- _What you need to do_
Going through the entries, how many lines include the string "collar"? Answer only with the number.

[Items from a dataset]
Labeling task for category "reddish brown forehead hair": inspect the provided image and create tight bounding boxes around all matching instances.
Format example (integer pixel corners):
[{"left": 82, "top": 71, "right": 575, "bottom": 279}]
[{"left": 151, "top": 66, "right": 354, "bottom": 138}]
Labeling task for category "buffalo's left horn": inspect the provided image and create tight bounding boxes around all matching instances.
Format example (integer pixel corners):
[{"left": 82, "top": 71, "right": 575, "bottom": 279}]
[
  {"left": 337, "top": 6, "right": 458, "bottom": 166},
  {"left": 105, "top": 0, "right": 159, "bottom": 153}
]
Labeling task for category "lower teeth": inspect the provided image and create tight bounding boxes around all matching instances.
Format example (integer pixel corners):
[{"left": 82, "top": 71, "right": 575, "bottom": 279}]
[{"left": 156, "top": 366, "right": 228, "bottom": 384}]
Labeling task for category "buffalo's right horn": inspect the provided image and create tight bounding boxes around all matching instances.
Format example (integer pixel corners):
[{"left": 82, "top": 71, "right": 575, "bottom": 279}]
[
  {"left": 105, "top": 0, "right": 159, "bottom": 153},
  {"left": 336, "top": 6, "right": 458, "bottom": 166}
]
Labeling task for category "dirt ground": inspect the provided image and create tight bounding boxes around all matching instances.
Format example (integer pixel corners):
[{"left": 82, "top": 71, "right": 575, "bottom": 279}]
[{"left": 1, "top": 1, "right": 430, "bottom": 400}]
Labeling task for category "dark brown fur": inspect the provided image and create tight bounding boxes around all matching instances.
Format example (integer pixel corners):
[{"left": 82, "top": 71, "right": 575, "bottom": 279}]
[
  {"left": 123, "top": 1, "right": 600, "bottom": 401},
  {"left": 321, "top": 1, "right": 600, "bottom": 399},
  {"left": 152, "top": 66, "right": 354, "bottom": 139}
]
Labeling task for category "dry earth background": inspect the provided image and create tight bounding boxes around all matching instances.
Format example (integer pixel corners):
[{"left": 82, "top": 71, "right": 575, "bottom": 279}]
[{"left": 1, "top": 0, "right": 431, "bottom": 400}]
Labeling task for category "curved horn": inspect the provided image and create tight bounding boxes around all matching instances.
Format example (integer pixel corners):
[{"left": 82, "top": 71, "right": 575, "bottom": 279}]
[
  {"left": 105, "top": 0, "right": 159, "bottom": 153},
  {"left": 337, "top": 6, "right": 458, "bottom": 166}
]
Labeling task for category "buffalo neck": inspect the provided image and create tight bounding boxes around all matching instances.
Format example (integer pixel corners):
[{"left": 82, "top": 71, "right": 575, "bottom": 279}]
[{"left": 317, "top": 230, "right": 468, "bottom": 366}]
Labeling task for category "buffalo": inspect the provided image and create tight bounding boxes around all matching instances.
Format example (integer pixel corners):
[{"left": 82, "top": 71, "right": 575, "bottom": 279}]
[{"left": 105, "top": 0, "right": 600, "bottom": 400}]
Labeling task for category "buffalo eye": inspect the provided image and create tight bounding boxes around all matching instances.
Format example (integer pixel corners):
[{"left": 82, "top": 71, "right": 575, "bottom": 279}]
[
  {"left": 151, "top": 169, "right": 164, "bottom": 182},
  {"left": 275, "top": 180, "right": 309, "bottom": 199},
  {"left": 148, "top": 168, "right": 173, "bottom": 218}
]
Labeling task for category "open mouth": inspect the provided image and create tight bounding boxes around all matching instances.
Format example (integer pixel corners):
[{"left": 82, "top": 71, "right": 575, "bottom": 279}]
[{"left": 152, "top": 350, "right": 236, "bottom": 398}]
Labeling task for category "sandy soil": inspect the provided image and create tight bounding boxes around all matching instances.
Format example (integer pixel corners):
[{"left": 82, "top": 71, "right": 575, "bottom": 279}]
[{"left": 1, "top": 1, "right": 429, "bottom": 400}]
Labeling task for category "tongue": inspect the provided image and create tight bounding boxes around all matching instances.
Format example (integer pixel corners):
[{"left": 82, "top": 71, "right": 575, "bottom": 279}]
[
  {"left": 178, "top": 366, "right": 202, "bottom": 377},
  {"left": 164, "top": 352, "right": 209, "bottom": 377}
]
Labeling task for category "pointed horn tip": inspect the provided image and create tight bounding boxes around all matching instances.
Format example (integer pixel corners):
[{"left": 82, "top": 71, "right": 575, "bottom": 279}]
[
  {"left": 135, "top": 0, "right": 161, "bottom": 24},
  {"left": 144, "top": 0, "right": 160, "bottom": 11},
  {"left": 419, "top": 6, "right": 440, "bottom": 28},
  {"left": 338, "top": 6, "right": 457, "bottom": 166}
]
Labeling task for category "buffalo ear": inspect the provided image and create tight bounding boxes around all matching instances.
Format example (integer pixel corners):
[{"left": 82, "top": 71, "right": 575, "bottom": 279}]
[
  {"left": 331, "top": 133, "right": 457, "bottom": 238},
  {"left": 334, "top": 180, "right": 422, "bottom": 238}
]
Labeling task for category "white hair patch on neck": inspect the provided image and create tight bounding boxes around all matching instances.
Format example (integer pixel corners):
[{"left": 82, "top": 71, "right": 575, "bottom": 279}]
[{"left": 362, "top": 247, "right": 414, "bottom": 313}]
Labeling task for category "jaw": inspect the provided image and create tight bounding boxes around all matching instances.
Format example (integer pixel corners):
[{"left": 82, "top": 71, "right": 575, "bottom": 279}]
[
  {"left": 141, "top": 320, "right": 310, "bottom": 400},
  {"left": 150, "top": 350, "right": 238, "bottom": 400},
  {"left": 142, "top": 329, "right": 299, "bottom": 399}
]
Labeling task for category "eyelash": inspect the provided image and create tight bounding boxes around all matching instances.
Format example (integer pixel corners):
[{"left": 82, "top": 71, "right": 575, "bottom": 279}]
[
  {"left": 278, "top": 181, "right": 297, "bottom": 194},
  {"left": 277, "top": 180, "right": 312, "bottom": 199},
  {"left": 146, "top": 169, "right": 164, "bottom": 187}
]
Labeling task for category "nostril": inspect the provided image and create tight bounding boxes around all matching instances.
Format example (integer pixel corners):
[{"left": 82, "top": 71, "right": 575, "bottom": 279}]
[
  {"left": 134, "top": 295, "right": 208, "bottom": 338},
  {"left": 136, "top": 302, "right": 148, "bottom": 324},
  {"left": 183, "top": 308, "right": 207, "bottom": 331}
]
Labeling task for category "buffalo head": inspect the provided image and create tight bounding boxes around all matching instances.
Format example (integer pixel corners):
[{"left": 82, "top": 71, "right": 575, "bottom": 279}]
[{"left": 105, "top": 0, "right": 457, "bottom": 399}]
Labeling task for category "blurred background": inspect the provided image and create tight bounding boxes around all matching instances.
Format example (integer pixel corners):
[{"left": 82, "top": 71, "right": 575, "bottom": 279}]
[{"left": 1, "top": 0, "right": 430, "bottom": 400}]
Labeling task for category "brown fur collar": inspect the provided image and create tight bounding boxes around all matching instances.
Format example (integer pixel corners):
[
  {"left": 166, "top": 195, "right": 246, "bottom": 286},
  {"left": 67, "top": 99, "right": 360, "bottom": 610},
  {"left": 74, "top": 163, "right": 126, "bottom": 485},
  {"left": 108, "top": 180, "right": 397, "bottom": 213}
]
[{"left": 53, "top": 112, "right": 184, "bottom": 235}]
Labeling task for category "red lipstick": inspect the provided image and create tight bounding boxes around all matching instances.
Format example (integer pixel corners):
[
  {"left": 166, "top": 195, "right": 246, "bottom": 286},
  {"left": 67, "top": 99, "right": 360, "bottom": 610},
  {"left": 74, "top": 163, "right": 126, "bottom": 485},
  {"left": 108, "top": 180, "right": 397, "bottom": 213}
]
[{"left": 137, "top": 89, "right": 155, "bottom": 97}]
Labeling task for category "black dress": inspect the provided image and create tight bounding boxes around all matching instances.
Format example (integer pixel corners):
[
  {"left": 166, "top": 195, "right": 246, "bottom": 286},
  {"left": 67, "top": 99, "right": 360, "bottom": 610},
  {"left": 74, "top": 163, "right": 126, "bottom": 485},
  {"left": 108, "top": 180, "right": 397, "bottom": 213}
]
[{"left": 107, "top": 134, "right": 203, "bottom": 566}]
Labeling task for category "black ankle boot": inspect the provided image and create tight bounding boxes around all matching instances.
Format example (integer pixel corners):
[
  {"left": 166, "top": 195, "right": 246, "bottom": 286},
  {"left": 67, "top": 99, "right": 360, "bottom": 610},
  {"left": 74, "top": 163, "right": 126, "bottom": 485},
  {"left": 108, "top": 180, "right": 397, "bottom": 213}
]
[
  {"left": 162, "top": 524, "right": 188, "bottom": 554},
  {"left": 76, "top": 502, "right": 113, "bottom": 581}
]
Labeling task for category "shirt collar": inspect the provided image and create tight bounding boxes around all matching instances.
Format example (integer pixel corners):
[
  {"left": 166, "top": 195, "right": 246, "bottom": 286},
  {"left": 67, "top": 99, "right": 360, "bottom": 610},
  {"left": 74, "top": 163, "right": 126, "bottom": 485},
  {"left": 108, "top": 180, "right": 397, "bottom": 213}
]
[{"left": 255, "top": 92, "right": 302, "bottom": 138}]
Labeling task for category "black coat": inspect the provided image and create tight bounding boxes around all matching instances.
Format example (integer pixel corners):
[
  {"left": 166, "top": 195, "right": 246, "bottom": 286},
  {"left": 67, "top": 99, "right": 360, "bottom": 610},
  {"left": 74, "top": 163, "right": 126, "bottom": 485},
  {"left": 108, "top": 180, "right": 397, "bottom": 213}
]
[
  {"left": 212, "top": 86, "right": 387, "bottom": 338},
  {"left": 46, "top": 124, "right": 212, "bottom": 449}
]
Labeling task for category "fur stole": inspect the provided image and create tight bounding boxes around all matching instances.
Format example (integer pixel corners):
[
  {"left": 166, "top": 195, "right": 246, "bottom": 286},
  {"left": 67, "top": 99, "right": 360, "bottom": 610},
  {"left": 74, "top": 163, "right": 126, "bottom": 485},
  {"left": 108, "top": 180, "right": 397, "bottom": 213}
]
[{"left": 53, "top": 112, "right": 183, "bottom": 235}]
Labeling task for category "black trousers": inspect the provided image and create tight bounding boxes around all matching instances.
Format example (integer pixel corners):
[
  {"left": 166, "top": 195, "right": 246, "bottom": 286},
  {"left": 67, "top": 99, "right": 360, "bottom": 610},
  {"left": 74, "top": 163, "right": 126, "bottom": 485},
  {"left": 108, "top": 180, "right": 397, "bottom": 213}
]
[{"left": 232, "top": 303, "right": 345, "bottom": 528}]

- _Problem solution_
2